### [Data for this task]
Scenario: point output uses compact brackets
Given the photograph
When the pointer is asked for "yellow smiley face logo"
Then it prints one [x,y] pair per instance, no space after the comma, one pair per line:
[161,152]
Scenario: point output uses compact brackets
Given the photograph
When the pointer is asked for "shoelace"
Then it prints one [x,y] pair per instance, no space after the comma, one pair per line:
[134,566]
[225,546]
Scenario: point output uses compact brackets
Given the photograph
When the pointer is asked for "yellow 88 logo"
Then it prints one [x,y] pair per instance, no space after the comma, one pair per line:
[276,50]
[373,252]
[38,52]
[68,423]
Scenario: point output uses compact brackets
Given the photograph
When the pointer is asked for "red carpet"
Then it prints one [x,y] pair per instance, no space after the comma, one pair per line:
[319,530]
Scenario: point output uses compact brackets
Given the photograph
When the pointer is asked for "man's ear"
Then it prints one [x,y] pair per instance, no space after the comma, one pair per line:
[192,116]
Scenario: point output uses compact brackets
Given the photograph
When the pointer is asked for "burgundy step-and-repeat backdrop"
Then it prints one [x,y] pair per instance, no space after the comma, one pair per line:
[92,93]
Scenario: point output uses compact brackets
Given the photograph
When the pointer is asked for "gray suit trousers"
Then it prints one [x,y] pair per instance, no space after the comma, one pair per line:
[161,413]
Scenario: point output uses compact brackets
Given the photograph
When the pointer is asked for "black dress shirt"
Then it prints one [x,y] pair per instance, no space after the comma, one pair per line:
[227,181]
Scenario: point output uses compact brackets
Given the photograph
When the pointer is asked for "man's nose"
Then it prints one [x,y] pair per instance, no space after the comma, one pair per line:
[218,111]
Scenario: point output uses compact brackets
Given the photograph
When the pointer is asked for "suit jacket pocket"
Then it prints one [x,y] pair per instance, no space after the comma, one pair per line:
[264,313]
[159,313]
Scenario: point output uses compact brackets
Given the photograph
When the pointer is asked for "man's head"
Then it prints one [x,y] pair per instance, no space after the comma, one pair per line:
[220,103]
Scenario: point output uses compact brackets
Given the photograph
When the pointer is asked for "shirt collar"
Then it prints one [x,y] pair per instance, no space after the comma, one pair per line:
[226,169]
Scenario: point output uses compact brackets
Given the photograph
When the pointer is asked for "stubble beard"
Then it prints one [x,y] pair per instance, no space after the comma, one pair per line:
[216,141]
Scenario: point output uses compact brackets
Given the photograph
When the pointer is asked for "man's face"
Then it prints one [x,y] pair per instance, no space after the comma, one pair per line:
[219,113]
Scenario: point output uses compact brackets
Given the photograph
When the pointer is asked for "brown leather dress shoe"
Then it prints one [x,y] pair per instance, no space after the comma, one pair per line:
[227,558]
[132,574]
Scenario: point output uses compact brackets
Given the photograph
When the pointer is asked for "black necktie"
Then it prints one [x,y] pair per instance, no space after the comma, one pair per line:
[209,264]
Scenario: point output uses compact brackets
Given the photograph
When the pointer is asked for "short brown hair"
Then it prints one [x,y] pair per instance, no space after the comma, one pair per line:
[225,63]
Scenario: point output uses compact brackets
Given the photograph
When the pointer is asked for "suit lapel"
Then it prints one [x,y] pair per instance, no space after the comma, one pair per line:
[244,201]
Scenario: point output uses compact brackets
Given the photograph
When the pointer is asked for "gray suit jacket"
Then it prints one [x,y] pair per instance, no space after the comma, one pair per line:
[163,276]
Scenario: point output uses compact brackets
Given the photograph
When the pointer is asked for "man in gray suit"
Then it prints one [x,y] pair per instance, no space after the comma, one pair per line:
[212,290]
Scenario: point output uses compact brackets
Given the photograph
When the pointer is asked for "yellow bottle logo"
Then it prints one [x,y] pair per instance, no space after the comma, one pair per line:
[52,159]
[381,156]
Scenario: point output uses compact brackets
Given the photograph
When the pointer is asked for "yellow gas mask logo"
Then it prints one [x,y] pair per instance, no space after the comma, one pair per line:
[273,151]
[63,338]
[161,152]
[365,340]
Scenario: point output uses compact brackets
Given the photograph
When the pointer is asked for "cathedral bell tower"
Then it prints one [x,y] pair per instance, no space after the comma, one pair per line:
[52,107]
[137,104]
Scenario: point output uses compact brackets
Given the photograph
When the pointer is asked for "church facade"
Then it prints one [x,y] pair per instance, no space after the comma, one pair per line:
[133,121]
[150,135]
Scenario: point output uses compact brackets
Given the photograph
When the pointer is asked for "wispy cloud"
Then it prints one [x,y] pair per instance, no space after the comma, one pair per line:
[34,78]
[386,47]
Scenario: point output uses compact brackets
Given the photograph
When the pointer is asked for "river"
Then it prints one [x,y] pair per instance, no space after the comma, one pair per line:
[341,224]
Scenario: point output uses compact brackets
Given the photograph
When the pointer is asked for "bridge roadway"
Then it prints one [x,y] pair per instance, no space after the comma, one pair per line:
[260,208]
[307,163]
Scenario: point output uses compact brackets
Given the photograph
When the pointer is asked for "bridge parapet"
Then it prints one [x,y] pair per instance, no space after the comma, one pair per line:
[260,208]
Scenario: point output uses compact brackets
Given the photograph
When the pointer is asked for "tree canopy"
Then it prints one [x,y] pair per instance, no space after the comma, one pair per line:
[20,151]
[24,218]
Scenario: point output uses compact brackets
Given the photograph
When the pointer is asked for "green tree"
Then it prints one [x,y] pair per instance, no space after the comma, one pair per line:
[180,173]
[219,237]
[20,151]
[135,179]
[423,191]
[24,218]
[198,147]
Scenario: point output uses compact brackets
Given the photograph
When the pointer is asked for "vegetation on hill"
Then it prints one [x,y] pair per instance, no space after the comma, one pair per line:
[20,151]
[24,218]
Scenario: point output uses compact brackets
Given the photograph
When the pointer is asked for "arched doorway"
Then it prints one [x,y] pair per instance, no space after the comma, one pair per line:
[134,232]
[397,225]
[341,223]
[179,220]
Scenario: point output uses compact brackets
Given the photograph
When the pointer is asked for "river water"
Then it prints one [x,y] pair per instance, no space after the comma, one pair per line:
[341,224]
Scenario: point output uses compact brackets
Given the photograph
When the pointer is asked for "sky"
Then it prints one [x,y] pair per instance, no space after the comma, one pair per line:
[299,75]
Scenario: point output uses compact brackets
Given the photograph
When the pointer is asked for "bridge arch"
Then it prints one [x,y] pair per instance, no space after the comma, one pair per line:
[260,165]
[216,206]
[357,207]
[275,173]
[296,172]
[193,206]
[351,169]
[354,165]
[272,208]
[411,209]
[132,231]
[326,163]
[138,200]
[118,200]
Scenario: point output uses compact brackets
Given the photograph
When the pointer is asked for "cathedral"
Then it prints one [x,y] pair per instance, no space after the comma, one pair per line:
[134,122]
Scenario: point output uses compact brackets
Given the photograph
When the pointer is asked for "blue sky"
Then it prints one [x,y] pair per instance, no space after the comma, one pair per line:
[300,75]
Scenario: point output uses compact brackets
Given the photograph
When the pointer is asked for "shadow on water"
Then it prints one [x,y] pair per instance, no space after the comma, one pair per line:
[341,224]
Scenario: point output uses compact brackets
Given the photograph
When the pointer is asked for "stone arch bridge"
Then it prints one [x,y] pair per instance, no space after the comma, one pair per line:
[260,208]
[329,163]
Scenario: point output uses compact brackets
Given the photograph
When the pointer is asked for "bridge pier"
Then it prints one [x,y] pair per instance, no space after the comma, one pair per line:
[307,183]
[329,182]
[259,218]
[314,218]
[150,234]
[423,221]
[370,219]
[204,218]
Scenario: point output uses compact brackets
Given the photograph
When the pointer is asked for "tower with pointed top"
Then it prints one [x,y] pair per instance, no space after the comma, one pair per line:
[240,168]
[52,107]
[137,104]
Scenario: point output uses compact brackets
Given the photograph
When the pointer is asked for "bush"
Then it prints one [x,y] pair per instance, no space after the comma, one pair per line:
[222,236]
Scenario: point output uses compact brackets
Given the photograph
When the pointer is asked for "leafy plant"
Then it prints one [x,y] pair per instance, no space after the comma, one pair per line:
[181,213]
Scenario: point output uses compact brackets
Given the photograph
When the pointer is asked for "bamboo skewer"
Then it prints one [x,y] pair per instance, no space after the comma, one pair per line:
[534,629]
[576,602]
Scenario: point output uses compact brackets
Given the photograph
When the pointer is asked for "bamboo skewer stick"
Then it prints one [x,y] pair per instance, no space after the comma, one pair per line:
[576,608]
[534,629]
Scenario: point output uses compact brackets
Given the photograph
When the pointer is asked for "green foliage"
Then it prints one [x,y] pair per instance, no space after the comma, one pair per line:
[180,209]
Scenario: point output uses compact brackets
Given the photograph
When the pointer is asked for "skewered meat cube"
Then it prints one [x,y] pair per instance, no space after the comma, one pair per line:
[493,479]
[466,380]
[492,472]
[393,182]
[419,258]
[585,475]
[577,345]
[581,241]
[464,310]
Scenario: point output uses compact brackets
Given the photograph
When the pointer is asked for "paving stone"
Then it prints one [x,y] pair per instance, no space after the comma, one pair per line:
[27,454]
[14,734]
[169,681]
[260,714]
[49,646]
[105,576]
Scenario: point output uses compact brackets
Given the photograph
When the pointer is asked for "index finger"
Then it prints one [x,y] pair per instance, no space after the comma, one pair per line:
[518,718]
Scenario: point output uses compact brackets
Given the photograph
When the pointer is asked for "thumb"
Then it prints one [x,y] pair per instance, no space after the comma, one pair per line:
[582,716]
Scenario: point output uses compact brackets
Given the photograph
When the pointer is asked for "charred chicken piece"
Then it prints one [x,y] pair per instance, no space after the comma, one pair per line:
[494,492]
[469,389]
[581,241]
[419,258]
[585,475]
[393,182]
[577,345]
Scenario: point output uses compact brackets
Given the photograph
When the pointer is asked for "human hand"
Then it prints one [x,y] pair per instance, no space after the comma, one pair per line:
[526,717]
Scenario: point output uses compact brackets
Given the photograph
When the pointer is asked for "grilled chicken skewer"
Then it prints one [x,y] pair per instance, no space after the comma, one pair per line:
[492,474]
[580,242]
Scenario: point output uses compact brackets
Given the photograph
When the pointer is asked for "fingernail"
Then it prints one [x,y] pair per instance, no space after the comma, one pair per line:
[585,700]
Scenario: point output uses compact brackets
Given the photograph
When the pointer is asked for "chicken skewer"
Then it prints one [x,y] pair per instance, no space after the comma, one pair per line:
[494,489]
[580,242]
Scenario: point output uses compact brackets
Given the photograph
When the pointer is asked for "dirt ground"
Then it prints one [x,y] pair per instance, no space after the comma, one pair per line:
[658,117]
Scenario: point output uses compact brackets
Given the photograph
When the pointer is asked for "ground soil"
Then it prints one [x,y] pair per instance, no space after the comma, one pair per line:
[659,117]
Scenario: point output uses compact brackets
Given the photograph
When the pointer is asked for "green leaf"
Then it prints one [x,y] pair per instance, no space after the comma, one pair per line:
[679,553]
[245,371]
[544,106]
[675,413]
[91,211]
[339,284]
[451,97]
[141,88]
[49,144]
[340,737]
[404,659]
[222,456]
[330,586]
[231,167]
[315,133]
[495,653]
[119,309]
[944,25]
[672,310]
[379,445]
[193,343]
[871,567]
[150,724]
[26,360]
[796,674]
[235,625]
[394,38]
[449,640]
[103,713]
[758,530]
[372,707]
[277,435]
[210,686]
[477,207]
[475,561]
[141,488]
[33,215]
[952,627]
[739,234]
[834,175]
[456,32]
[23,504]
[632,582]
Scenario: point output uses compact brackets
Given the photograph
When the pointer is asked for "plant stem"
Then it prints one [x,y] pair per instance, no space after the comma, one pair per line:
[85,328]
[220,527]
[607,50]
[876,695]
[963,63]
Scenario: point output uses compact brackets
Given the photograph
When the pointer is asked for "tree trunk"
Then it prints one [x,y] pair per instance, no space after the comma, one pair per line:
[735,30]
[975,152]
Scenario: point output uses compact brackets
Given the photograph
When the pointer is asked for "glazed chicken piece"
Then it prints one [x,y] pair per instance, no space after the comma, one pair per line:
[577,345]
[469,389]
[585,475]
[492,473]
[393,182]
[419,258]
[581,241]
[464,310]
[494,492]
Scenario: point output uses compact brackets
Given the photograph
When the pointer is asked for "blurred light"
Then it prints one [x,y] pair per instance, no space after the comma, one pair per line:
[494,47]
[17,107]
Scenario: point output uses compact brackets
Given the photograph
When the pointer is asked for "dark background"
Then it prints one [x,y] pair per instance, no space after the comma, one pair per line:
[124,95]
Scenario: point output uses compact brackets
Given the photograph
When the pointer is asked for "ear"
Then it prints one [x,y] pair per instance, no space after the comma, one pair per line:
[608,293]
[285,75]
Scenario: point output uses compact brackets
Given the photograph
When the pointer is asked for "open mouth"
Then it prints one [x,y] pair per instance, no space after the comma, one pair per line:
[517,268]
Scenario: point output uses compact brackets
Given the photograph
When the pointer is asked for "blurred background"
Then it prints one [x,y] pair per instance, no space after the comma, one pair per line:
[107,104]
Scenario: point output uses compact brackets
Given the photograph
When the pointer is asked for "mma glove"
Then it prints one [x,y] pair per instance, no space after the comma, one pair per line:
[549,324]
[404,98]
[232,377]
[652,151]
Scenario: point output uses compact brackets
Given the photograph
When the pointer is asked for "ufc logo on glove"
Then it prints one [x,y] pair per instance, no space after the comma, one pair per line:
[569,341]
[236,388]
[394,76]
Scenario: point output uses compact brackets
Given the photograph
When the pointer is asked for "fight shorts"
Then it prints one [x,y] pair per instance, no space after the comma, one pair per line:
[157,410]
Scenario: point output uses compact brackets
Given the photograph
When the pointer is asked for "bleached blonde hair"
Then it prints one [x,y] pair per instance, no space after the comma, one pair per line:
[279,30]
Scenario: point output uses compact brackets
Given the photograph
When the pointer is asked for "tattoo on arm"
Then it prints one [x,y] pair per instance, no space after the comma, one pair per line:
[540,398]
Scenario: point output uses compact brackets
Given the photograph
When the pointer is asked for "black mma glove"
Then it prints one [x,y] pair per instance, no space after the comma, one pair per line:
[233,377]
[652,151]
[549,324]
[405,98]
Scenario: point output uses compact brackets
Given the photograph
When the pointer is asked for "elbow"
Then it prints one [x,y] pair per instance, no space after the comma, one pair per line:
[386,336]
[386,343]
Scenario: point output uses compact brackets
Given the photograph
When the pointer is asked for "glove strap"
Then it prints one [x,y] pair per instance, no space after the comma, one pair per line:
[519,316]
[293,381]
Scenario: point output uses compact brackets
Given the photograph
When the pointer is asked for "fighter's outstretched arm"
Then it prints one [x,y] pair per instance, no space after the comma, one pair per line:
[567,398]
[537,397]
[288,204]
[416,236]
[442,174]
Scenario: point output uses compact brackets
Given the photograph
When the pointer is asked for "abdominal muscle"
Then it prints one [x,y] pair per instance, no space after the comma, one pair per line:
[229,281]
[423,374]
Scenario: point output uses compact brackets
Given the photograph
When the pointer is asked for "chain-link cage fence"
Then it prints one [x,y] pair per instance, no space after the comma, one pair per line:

### [The problem]
Display each line of the items above that contains the string "bamboo". Matching is case-sensitive.

### [Exercise answer]
When the pointer is asked for "bamboo skewer"
When the pointer is asked for "bamboo skewer stick"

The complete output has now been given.